EXTRACTED ENTRIES:

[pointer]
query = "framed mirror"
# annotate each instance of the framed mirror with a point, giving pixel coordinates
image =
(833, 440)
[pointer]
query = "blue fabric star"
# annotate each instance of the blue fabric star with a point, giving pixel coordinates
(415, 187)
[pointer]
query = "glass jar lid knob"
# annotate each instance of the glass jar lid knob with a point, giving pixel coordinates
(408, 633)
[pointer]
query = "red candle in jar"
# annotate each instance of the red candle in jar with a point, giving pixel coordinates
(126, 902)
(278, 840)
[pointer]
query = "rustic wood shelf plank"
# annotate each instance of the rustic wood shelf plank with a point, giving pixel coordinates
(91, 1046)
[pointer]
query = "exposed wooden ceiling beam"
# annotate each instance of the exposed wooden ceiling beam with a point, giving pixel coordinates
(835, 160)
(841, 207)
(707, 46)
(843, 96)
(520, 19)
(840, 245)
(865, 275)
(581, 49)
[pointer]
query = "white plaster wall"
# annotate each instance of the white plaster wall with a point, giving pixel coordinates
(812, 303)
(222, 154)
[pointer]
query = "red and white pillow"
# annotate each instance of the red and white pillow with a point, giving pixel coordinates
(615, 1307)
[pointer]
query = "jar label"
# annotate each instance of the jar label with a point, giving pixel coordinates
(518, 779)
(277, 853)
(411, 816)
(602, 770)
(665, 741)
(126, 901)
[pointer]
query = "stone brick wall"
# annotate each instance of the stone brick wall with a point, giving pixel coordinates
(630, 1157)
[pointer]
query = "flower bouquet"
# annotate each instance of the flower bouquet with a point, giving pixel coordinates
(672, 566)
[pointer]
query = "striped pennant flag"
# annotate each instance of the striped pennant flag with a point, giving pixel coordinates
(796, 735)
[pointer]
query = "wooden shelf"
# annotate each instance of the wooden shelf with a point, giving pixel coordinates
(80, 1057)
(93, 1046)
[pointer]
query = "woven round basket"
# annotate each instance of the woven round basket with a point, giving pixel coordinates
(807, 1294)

EXERCISE GOAL: Copy all the records above precisely.

SOLUTION TO THIS PROBLEM:
[pointer]
query = "framed mirror"
# annotate each instance of the framed mirror with a point, giving pixel coordinates
image =
(833, 440)
[pointer]
query = "blue fabric star"
# annotate each instance of the blue fabric star with a point, giving pixel coordinates
(415, 187)
[pointer]
query = "glass jar lid knob"
# annotate each instance of the glass jar lid knob with a point, giving pixel coordinates
(408, 633)
[pointer]
query = "red candle in jar"
# annotate each instance of the red candle in jar with a point, giving pixel coordinates
(126, 902)
(278, 840)
[pointer]
query = "rustic wood shelf plank"
# annotate each instance of the rustic wood shelf plank with a point, giving pixel coordinates
(91, 1046)
[pointer]
query = "exposed wooden ceiling beam"
# annotate each instance of the exposed wooden ceiling beam with a point, giving pixel coordinates
(835, 160)
(841, 207)
(707, 46)
(843, 96)
(520, 19)
(840, 245)
(865, 275)
(581, 49)
[pointer]
query = "white plaster wall"
# annotate each instance of the white plaster wall with a point, giving pixel coordinates
(812, 303)
(222, 154)
[pointer]
query = "red and white pillow"
# annotate each instance of the red and white pillow with a point, giving pixel coordinates
(615, 1307)
[pointer]
query = "jar label"
# annotate each instance of the jar label with a point, giving pixel coordinates
(518, 779)
(277, 853)
(411, 816)
(602, 770)
(665, 741)
(126, 901)
[pointer]
query = "stone brick wall"
# annotate each instance of the stone brick wall with a point, giving pixel coordinates
(630, 1157)
[pointer]
query = "flower bouquet"
# annotate each instance of the flower bouquet with a point, giving pixel coordinates
(672, 566)
[pointer]
query = "striped pennant flag"
# annotate each instance of the striped pennant flag with a point, giving pixel coordinates
(796, 735)
[pointer]
query = "wooden shelf"
# annotate each instance of the wooden shelf with a point, giving pixel coordinates
(80, 1057)
(93, 1046)
[pointer]
query = "woven round basket"
# annotate each instance of the woven round basket with a point, giving pixel coordinates
(807, 1294)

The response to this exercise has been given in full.